◆ **Task prompt**
Arrange every line of the material below as a numbered list, leaving out the blank lines.

◆ **Data entries**
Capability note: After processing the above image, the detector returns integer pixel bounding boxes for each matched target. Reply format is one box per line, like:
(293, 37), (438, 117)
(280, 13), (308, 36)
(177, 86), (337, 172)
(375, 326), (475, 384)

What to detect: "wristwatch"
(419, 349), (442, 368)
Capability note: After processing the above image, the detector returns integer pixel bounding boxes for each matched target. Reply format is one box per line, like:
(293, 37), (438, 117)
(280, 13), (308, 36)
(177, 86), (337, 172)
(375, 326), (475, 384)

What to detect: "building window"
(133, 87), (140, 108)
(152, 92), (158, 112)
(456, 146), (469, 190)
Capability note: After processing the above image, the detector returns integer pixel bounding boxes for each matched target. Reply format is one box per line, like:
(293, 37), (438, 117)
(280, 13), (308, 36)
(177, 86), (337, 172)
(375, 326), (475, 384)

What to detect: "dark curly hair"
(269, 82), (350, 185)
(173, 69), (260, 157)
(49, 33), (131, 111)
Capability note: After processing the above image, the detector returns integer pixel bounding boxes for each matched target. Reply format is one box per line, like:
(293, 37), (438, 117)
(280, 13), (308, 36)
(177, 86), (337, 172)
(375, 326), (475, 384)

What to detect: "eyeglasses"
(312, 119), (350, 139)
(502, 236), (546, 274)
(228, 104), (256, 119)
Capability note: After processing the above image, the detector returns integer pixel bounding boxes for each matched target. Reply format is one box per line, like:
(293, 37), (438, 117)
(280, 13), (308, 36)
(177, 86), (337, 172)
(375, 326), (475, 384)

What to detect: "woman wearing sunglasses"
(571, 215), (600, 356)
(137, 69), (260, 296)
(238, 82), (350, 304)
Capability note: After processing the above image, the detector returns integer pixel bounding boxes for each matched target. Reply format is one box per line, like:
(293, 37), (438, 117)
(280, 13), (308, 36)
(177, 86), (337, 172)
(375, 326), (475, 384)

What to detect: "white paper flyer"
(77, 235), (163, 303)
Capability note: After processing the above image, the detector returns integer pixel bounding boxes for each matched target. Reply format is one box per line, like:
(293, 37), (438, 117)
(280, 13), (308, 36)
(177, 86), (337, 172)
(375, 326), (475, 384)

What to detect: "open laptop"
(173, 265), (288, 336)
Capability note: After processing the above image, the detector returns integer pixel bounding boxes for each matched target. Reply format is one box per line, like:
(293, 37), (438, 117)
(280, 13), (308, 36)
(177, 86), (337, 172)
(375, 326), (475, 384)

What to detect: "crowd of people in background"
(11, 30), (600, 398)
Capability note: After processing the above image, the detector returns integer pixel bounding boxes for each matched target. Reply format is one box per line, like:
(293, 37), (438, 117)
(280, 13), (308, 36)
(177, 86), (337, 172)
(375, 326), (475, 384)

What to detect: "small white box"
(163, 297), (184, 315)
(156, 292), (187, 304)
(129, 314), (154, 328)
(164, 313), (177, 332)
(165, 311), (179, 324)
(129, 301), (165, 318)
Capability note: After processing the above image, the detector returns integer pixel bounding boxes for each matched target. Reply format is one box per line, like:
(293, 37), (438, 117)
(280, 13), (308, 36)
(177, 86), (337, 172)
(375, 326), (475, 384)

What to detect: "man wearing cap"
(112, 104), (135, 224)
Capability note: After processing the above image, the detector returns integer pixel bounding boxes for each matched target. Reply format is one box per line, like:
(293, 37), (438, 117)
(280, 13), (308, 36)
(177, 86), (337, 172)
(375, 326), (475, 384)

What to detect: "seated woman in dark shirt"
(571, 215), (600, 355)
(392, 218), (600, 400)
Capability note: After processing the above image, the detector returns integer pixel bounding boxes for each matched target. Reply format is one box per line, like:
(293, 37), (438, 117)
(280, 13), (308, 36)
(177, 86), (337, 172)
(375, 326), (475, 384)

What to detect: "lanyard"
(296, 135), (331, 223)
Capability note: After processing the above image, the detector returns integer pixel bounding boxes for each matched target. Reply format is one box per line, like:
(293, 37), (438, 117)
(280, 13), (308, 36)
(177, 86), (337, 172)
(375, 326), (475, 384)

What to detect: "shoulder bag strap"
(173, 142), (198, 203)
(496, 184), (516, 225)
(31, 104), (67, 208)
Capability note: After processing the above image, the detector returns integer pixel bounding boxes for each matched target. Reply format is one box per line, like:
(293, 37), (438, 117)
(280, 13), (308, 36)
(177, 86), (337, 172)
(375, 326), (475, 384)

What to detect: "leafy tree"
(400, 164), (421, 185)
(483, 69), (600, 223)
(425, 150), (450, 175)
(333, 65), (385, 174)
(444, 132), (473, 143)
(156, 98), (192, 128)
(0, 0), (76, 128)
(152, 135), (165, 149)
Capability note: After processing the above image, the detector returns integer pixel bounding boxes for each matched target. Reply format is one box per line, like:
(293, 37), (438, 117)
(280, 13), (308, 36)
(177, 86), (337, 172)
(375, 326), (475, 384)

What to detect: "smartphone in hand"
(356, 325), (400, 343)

◆ **Exercise solution**
1. Capability note: After processing the above image, the detector returns integer pixel bounding boxes for each matched target. Reply format is one box per line, like:
2. (293, 37), (438, 117)
3. (280, 13), (308, 36)
4. (177, 86), (337, 172)
5. (375, 326), (475, 384)
6. What to detect: "wristwatch"
7. (419, 349), (442, 368)
8. Capability note: After processing the above image, the detector returns integer pixel bounding boxes for each matched target. Reply format is one box per line, like:
9. (293, 37), (438, 117)
10. (280, 13), (308, 36)
11. (177, 86), (337, 172)
12. (375, 326), (475, 384)
13. What to detect: "building window"
14. (133, 87), (140, 108)
15. (152, 92), (158, 112)
16. (456, 146), (469, 190)
17. Capability note: After processing the above image, the detector returns integer pixel bounding boxes for each matched target. Reply format is one box per line, like:
18. (293, 37), (438, 117)
19. (280, 13), (308, 36)
20. (177, 86), (337, 172)
21. (375, 326), (475, 384)
22. What to detect: "dark curly hair"
23. (269, 82), (350, 185)
24. (173, 69), (260, 157)
25. (49, 33), (131, 111)
26. Capability note: After processing the above image, the detector returns integer pixel bounding boxes for each matched target. Reply format is one box per line, like:
27. (293, 37), (438, 117)
28. (280, 13), (308, 36)
29. (177, 86), (337, 172)
30. (375, 326), (475, 384)
31. What to detect: "eyeglasses"
32. (312, 119), (350, 139)
33. (502, 236), (546, 274)
34. (228, 104), (256, 119)
35. Capability note: After processing the above image, the detector returns integer pixel bounding boxes for each matched target. Reply format is one box per line, like:
36. (293, 37), (438, 117)
37. (280, 13), (308, 36)
38. (177, 86), (337, 172)
39. (375, 326), (475, 384)
40. What to detect: "woman wearing sunglasses"
41. (571, 215), (600, 356)
42. (137, 69), (260, 296)
43. (238, 82), (350, 304)
44. Capability note: After processing the above image, the detector returns integer pixel bounding boxes for each matched target. Reply format is one box per line, like:
45. (293, 37), (438, 117)
46. (280, 13), (308, 36)
47. (177, 86), (337, 172)
48. (375, 326), (475, 384)
49. What to detect: "white paper flyer"
50. (77, 235), (163, 303)
51. Capability note: After processing the above image, the detector returns integer pixel bounding boxes for each matched target. Reply format is one box per line, like:
52. (293, 37), (438, 117)
53. (280, 13), (308, 36)
54. (177, 86), (337, 172)
55. (375, 326), (475, 384)
56. What to detect: "open laptop"
57. (173, 265), (288, 336)
58. Capability note: After processing the above image, the detector returns integer pixel bounding boxes for each matched target. Reply format is one box per line, like:
59. (293, 37), (438, 117)
60. (280, 13), (308, 36)
61. (177, 86), (337, 172)
62. (375, 326), (475, 384)
63. What to detect: "crowd of people in background"
64. (11, 30), (600, 398)
65. Capability note: After processing the above image, the detector returns integer pixel bounding boxes for each matched target. Reply format is one box per line, like:
66. (293, 37), (438, 117)
67. (280, 13), (308, 36)
68. (177, 86), (337, 172)
69. (375, 326), (475, 384)
70. What to detect: "small white box"
71. (163, 297), (184, 315)
72. (156, 292), (187, 304)
73. (129, 314), (154, 328)
74. (164, 313), (177, 332)
75. (165, 311), (179, 324)
76. (129, 301), (165, 318)
77. Capability note: After processing the above image, the detector returns integer pixel bounding boxes for each matched target. Reply format is one box per line, like:
78. (293, 37), (438, 117)
79. (280, 13), (308, 36)
80. (177, 86), (337, 172)
81. (375, 326), (475, 384)
82. What to detect: "man wearing cap"
83. (112, 104), (135, 224)
84. Capability note: After processing the above image, the detector returns integer pixel bounding boxes for each matched target. Reply format is one box per line, like:
85. (293, 37), (438, 117)
86. (280, 13), (308, 36)
87. (177, 86), (337, 172)
88. (375, 326), (475, 384)
89. What to detect: "seated woman in dark shirt"
90. (571, 215), (600, 355)
91. (392, 218), (600, 400)
92. Capability note: After processing the above image, the detector returns integer pixel bounding boxes for each matched target. Reply format is one box per line, like:
93. (293, 37), (438, 117)
94. (280, 13), (308, 36)
95. (177, 86), (337, 172)
96. (375, 326), (475, 384)
97. What to detect: "lanyard"
98. (296, 135), (331, 223)
99. Capability note: After processing the above image, the detector returns integer pixel bounding boxes for each matched target. Reply format is one box per line, like:
100. (293, 37), (438, 117)
101. (280, 13), (308, 36)
102. (177, 86), (337, 172)
103. (375, 326), (475, 384)
104. What to detect: "shoulder bag strap"
105. (173, 142), (198, 203)
106. (496, 184), (516, 225)
107. (31, 104), (67, 208)
108. Capability note: After processing the above image, the detector returns integer pixel bounding boxes for each matched target. Reply format is one box per line, like:
109. (293, 37), (438, 117)
110. (280, 13), (308, 36)
111. (177, 86), (337, 172)
112. (375, 326), (475, 384)
113. What to detect: "leafy tree"
114. (400, 164), (421, 185)
115. (483, 69), (600, 223)
116. (425, 150), (450, 175)
117. (333, 65), (385, 174)
118. (444, 132), (473, 143)
119. (156, 98), (192, 128)
120. (0, 0), (76, 128)
121. (152, 135), (165, 149)
122. Capability note: After processing the above image, the detector returns integer pixel bounding boxes for each matched target. Reply format is one box per line, like:
123. (293, 37), (438, 117)
124. (280, 13), (308, 36)
125. (177, 86), (337, 172)
126. (375, 326), (475, 384)
127. What to detect: "smartphone in hand"
128. (356, 325), (400, 343)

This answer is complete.